(What the task asks):
In the text about Trevor Hendershot, rewrite the part starting at "Matt Barkley went" and ending at "Saddleback Valley Wolverines.", with "gridiron" changed to "football field".

(Quoted passage):
==================================================
Friends and fellow churchgoers came to the hospital to visit Bob and Melissa Hendershot. Feeling the support of their community "was the first sign things would be OK," the father remembered.
Bob Hendershot, 57, a manufacturer's representative for a wholesale custom computer hardware dealer, took time away from his job to spend Trevor's early years working with his son's speech, visual recognition and motor skills.
"It was important to stimulate him early and teach him how to walk correctly rather than let him wrestle with incorrect steps," the father said. "He really has grown up well."
Bob and Melissa Hendershot have two other children, Taylor, 19, and Tanner, 18. They traveled everywhere as a family, going to the beach, the movies, Angels games and Bible study.
That's where the Hendershots met Les and Beverly Barkley, whose son, Matt, is the same age as Trevor. The two infants used to share a play pen during the study.
Matt Barkley went on to become the USC quarterback, and Trevor found himself on the gridiron as quarterback of Pop Warner's Challenger division Saddleback Valley Wolverines.
Growing up, Trevor played sports in leagues with other children who had physical and mental challenges. In camaraderie, rather than scores, statistics or records, came the sweetest victories.
He swung a bat and threw a baseball in T-ball. His father coached his VIP/Challenger division AYSO team in soccer.
He wore No. 75 for his Special Olympics basketball team. He pulled on No. 88 as quarterback for the flag-football Wolverines, helping score three touchdowns for one memorable come-from-behind victory.
"Big guys sometimes fall on you," said Trevor Hendershot, who made his league's All-Star team and played in a bowl game this past season. "It's not supposed to be tackle!"
School, particularly math, was tough to tackle since he has been mainstreamed, attending classes with students who didn't have his learning disabilities.
But at Northwood High in Irvine, Hendershot made so many friends with students and teachers he was voted Homecoming King in 2010.
Hendershot has learned to read well and write. He worked with Project Independence Orange County to get unpaid job experience in stocking and organizing store shelves at Trader Joe's and a Jo-Ann Fabrics and Crafts store.
He has grown so comfortable with computers that he spends hours surfing the Internet to learn the lyrics of his favorite Beach Boys songs and download bagpipe music.
==================================================
(Extracted material):

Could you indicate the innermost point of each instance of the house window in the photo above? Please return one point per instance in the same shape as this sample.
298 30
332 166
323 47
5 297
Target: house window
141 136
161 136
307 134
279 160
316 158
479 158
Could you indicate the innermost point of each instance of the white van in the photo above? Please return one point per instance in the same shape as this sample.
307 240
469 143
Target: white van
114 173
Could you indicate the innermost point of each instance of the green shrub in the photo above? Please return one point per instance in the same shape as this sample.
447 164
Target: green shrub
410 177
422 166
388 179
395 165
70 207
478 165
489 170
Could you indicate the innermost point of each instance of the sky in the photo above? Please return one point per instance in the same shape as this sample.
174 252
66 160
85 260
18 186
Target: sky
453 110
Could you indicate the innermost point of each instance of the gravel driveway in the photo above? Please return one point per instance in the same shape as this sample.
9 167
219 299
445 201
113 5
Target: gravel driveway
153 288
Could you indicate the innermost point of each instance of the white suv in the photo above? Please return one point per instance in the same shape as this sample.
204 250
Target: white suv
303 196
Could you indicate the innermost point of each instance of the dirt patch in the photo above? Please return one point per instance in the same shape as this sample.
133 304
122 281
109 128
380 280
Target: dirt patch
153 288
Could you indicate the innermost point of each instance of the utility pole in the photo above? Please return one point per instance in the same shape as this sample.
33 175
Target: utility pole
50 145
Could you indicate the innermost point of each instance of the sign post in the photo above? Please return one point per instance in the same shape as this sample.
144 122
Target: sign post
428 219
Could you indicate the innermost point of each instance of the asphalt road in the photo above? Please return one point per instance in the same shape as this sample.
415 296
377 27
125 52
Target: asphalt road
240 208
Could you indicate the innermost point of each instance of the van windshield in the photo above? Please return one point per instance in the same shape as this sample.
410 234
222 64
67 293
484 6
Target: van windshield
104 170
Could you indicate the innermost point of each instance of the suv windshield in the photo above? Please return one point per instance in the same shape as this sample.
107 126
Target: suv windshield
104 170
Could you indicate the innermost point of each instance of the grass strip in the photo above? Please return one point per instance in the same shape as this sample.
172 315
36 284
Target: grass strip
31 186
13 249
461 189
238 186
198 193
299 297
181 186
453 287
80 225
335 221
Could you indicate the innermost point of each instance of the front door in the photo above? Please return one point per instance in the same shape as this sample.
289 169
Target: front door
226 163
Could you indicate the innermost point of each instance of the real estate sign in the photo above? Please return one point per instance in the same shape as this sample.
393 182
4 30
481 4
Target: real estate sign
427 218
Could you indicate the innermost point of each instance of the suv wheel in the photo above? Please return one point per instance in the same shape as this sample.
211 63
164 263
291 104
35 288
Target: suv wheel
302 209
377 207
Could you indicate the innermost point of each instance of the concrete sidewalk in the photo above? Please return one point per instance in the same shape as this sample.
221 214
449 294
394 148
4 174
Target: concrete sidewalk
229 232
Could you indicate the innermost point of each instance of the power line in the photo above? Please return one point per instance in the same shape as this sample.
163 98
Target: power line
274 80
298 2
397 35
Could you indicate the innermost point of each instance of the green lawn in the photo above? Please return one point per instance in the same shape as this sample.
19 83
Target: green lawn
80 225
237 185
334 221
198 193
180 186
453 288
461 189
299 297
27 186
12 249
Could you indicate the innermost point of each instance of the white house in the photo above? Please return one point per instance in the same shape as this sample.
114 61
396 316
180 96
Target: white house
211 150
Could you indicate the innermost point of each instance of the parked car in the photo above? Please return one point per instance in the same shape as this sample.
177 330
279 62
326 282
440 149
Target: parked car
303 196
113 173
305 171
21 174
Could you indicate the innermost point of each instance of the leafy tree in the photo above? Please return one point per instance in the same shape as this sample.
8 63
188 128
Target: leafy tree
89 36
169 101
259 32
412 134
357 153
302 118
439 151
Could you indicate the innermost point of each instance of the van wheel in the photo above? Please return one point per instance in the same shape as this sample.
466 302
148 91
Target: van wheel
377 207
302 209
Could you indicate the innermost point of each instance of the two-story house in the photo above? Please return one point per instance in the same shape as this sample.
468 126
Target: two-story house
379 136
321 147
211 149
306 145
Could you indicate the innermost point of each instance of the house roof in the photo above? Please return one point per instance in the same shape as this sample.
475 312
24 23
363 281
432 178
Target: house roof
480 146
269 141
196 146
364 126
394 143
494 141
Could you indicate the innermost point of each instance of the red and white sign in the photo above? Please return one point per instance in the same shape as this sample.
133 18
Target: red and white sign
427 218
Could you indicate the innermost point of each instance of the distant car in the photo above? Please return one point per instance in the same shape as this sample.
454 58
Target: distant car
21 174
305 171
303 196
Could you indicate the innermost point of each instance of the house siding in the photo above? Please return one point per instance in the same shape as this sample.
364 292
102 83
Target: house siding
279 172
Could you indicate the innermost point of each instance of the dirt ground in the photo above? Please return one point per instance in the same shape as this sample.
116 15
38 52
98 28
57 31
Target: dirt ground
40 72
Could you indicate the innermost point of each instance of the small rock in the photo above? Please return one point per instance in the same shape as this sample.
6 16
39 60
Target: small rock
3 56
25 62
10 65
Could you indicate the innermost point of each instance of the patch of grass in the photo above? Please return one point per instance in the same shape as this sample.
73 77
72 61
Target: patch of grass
==================================================
(Answer to the problem):
Matt Barkley went on to become the USC quarterback, and Trevor found himself on the football field as quarterback of Pop Warner's Challenger division Saddleback Valley Wolverines.